**EXCERTO FORNECIDO:**
□ □ □
Exemplo de confrontos violentos por motivos ideológicos foram, por exemplo, as agressões contra um militante comunista e um ativista da Frente Unitária Antifascista por parte de um grupo de 27 suspeitos neonazis, acusados neste mês pelo Ministério Público por vários crimes de ódio, tentativas de homicídio e tráfico de armas.

A preocupação com a ação de grupos de extrema -direita violenta foi assumida recentemente pelo diretor nacional da Polícia Judiciária. "O ódio racial, político, religioso, de género, contra os imigrantes, tudo isto tem de ser reprimido. E não pode motivar um discurso e uma ação violentos e exacerbados. Nessa perspetiva, a PJ estará sempre na primeira linha de combate, quer do ponto de vista preventivo quer do ponto de vista repressivo", sublinhou Luís Neves em entrevista ao DN.

A reorganização dos neonazis

Nos últimos dez anos, desde a operação da Polícia Judiciária em 2007 contra este grupo, que decapitou toda liderança e fez cair a estrutura da organização, os cabeças rapadas foram aos poucos recuperando. Contaram com apoios internacionais, utilizando até sistemas de comunicações encriptadas para fugir aos radares das autoridades.

A partir de 2013, a PJ começou a notar um aumento de atividade da organização extremista, designadamente novos recrutamentos. Em maio de 2015, a organização alugou um espaço, no concelho de Odivelas, que se transformou no seu quartel-general - a Skinhouse dos Portugal Hammer Skins.

A Skinhouse, tal como tinha acontecido com a de Loures, desmantelada pela polícia em 2007, era o local de convívio, concertos, reuniões para preparar estratégias de combate, preparação de manifestações e base de recrutamento.

O relatório internacional "Global Index for Terrorism", referente a 2019, dava conta de um aumento contínuo de mortes atribuídas a indivíduos de extrema-direita. Dezanove países da Europa Ocidental, da América do Norte e da Oceânia foram alvo de ataques desta natureza. De 11 mortes, em 2017, passou-se a 26 em 2018 e a 77 em 2019 (até setembro), um recrudescimento de 600%.

Esta tendência tem levado alguns analistas a concluir que este fenómeno não está a ser tratado seriamente e que as autoridades policiais e os serviços de informações ocidentais devem dar mais atenção a esta ameaça em expansão.

Grupos portugueses na mira da Europol

Nesta terça-feira, no relatório da Europol "Te-SAT - Terrorism Situation and Trend Report 2020", que analisa também os extremismos políticos na União Europeia (UE), há várias referências a Portugal nesta matéria. Destaca o grupo de neonazis Blood & Honour, já banido da Alemanha, como dos "mais proeminentes" na UE, com "capítulos" (filiais) em Portugal.
□ □ □
**DADOS EXTRAÍDOS:**
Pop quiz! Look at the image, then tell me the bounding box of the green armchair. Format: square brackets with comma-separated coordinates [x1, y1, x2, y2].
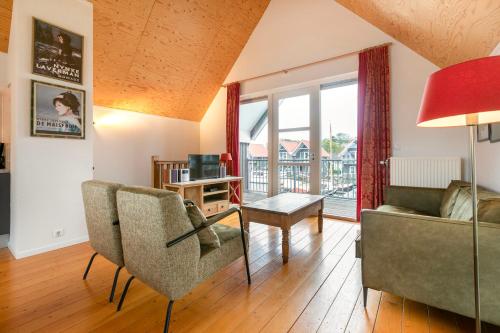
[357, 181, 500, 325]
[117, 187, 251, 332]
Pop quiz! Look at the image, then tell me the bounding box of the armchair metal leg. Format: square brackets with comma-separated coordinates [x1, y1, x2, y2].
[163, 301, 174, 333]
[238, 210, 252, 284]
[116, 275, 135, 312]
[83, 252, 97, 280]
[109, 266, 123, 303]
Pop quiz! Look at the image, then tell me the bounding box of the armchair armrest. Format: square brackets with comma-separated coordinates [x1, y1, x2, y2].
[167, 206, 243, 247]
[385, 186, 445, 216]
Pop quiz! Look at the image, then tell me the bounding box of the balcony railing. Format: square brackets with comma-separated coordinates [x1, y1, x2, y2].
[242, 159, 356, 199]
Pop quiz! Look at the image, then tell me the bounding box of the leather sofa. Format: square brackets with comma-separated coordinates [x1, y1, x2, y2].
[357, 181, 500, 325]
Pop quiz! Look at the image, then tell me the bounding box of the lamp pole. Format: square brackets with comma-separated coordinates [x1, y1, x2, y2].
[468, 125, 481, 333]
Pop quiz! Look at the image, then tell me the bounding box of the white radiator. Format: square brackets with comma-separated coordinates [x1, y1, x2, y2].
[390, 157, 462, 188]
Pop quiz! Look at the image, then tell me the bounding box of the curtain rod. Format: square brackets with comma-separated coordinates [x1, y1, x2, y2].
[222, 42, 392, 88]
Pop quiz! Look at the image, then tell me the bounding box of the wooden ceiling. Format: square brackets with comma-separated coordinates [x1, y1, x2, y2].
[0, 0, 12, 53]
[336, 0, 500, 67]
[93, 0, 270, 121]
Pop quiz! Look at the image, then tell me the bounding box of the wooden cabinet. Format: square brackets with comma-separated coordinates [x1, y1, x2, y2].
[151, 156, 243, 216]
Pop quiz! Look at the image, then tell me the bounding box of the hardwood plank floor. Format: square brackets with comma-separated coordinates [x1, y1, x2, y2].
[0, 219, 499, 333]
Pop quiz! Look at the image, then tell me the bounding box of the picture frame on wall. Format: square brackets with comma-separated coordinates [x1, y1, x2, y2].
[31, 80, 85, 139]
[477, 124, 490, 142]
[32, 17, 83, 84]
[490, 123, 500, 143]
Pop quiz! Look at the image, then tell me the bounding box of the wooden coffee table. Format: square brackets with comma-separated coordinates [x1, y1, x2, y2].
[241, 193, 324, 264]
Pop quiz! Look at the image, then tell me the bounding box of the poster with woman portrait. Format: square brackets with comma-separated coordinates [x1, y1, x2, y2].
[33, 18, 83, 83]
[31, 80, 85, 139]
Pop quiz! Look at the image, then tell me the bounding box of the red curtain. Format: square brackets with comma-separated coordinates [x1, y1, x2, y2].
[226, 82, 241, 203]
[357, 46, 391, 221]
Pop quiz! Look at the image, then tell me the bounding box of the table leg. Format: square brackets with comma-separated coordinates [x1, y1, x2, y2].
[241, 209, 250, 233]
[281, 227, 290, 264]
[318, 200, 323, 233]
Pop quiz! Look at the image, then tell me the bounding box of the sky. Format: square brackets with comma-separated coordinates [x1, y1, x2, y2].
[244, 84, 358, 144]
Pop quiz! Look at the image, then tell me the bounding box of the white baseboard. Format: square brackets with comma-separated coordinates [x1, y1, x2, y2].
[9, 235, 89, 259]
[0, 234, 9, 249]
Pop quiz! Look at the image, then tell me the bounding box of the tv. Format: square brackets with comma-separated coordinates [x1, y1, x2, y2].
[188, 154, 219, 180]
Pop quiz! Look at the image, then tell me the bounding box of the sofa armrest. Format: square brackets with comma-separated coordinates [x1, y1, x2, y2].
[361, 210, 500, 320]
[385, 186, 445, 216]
□ □ □
**CONJUNTO DE EXERCÍCIOS:**
**A.** No excerto sobre os neonazis em Portugal, em que concelho ficava o espaço que a organização alugou em maio de 2015?
**B.** Reescreva em forma de lista, por favor, o parágrafo do excerto sobre os neonazis em Portugal que começa por "A partir de 2013", mantendo os factos principais.
**C.** Retome o excerto sobre os neonazis em Portugal a partir do ponto em que termina e continue-o.

**RESPOSTAS:**
**A.** Em Odivelas.

**B.**
- A partir de 2013, a PJ notou um aumento de atividade da organização extremista, nomeadamente novos recrutamentos.
- Em maio de 2015, a organização alugou um espaço no concelho de Odivelas.
- Esse espaço tornou-se o seu quartel-general, a Skinhouse dos Portugal Hammer Skins.

**C.**
Segundo a Europol, as autoridades portuguesas reportaram que "o capítulo nacional dos Hammer Skin Nation (PHS) continuou as suas atividades" e que, "apesar de terem uma capacidade reduzida para mobilizar seguidores e membros, o grupo organizou outra edição dos European Officers Meeting em Sintra, em janeiro, e em março juntou em Lisboa várias gerações de skinheads, incluindo veteranos militantes do defunto Movimento de Ação Nacional (MAN) e antigos membros das bandas musicais Ódio e Guarda de Ferro, as quais tinham cessado as suas atividades há alguns anos".

A Europol salienta ainda que Portugal indicou que "desde 2015, todos os anos o capítulo português dos Blood & Honour organizou concertos no mês de novembro, nos quais participaram membros destacados dos diferentes capítulos da Europa. O último destes concertos teve lugar em 2019 em Lavra, Matosinhos (perto do Porto), mas não atraiu uma grande quantidade de pessoas".

Neste relatório da agência europeia de coordenação policial, é feita também referência à passagem por Portugal de Brenton Tarrant, um australiano de 28 anos, militante de extrema-direita, autor de um atentado, em março de 2019, contra muçulmanos que frequentavam a mesquita Al Noor e provocou a morte a 51 pessoas.

Tarrant visitou vários paises da Europa entre 2015 e 2018 em quatro viagens distintas. Durante essas visitas os destinos principais localizaram-se na Península Ibérica e na região dos Balcãs - areas históricas de combates militares entre muçulmanos e cristãos.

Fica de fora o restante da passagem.